SUPPLIED TEXT »
It would be easy to lament losing Robert and Linda Brodell, two pillars in the community who are moving to the next stages of their careers. Rather, let's use this an opportunity to lure more good people into community service.
In July, Robert Brodell, a dermatologist with a practice on East Market Street, begins a teaching position at the University of Mississippi. His wife, Linda, an ophthalmologist in the same building, is moving with him.
Trumbull County will suffer the loss of two renowned physicians. But the medical practices they built will survive with qualified replacements.
Filling their shoes, especially Robert's, as active, concerned citizens will not be so easy.
Robert Brodell, moved by personal tragedies, brought the Relay for Life cancer fundraiser to Warren in 1994. Its raving success has spawned Relays in many other communities throughout Trumbull County that collectively raise nearly a million dollars or more every year.
The 1971 Warren G. Harding High School graduate earned his medical degree and worked as a resident in Strong Memorial Hospital in Rochester, N.Y., and the Washington University School of Medicine, Barnes Hospital, in St. Louis. He returned to launch his Warren practice in 1984.

HOW TO COMPLETE THIS TASK »
Could you return the passage of the editorial on the Brodells from "It would be" to "into community service.", copied word for word?

[Region pointing data]
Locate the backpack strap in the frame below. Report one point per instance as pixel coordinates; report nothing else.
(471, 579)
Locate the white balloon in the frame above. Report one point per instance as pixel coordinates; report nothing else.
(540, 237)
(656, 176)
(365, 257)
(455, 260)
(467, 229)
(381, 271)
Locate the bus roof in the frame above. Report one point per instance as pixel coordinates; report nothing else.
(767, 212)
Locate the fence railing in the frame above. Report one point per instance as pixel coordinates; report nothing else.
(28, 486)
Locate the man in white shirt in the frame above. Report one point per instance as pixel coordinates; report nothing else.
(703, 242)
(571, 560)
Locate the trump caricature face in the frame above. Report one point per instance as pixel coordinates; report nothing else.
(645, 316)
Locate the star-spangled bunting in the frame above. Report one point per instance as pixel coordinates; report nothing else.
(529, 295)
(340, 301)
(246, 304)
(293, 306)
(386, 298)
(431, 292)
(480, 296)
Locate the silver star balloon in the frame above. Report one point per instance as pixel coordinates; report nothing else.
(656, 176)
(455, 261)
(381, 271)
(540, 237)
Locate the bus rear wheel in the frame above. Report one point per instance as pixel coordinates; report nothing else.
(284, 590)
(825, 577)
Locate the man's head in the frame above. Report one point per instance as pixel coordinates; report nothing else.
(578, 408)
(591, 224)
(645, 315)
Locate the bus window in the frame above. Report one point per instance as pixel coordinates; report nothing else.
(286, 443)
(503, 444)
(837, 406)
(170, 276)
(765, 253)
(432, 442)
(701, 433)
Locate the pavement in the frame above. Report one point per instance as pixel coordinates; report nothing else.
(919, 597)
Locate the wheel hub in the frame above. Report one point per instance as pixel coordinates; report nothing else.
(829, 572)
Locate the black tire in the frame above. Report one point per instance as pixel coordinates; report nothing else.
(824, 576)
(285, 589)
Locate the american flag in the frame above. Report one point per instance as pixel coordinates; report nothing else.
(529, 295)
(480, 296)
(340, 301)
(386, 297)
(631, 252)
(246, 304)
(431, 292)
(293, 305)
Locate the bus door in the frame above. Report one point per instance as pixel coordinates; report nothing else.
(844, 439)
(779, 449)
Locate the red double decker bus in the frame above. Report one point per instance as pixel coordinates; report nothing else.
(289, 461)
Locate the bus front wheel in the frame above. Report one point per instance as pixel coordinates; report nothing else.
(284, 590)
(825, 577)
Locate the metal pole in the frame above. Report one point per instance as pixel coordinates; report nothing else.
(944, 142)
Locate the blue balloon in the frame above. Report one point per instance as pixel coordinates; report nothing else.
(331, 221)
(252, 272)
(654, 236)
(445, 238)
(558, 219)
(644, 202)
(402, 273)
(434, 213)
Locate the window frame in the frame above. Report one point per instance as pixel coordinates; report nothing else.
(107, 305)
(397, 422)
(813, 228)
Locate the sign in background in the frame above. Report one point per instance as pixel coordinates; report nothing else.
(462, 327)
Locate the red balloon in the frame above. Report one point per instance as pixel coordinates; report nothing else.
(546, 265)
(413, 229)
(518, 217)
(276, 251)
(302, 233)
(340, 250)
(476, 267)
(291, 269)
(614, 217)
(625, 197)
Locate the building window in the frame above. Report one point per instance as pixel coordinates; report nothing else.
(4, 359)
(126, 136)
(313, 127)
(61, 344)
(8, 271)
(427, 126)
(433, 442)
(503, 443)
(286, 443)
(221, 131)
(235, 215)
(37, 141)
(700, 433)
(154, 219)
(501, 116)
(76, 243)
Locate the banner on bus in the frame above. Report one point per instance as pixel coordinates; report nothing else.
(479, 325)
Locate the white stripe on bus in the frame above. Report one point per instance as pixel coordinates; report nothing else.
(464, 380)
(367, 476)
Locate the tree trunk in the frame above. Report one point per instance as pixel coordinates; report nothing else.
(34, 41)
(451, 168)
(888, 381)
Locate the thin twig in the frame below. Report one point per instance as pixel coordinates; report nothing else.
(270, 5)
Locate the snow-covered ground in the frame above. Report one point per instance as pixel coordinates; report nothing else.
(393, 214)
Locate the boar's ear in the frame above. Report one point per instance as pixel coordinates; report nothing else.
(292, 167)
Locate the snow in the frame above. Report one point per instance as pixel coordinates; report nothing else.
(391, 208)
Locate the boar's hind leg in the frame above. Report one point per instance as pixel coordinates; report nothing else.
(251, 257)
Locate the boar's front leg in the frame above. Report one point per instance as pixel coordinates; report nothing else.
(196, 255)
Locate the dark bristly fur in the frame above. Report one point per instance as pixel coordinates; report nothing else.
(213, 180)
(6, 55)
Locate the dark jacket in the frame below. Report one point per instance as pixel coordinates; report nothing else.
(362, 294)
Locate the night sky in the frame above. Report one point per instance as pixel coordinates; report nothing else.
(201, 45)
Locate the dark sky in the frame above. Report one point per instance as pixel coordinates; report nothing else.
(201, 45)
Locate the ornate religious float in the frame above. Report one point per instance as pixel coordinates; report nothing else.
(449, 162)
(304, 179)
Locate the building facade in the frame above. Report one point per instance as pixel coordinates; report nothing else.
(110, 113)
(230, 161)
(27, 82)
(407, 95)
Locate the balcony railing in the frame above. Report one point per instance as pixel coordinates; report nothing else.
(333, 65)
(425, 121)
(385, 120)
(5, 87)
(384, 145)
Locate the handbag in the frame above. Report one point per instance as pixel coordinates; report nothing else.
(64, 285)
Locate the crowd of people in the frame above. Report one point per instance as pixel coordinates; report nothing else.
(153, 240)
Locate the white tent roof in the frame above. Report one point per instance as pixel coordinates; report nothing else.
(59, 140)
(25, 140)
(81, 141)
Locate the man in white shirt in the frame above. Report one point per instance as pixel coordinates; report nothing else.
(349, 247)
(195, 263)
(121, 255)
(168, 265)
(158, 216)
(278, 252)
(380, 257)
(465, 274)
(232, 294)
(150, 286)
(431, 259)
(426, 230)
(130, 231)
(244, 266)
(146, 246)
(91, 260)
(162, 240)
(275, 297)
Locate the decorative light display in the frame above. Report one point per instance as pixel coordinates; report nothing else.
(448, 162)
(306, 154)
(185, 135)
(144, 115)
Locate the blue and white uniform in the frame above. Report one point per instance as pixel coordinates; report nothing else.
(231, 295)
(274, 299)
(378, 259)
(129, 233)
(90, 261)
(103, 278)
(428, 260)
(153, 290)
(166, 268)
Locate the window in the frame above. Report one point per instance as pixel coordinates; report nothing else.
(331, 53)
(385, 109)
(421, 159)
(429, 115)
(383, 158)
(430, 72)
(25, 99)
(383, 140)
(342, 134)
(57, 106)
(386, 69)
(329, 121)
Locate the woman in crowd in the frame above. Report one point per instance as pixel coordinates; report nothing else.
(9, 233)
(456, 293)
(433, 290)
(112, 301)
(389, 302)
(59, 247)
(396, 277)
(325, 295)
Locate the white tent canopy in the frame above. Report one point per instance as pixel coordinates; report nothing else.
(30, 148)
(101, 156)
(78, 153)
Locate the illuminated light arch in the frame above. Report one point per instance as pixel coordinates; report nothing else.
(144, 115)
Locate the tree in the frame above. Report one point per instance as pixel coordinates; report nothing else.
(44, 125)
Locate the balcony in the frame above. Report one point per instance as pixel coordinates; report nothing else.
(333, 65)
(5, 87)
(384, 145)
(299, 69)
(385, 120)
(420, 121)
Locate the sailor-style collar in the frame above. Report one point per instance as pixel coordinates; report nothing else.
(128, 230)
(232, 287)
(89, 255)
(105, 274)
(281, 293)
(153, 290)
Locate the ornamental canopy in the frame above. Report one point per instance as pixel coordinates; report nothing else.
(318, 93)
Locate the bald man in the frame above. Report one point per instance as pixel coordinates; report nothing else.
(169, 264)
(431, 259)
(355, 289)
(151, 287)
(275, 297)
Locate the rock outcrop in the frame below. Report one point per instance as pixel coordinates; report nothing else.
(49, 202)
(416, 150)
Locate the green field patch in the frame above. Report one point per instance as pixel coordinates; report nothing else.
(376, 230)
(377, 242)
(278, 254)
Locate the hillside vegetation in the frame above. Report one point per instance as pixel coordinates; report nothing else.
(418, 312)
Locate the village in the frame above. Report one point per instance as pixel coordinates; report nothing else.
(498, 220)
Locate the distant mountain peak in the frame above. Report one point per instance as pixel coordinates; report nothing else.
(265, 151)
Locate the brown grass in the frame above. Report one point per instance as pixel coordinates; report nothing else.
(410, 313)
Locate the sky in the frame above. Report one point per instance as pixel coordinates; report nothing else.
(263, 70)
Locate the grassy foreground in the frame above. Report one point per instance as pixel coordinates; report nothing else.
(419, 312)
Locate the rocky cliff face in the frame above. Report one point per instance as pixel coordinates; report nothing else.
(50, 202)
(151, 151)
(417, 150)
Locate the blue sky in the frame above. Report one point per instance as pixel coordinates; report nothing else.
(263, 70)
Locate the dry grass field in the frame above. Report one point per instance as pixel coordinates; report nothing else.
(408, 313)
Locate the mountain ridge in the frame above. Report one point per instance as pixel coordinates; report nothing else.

RESPONSE BOX »
It would be easy to lament losing Robert and Linda Brodell, two pillars in the community who are moving to the next stages of their careers. Rather, let's use this an opportunity to lure more good people into community service.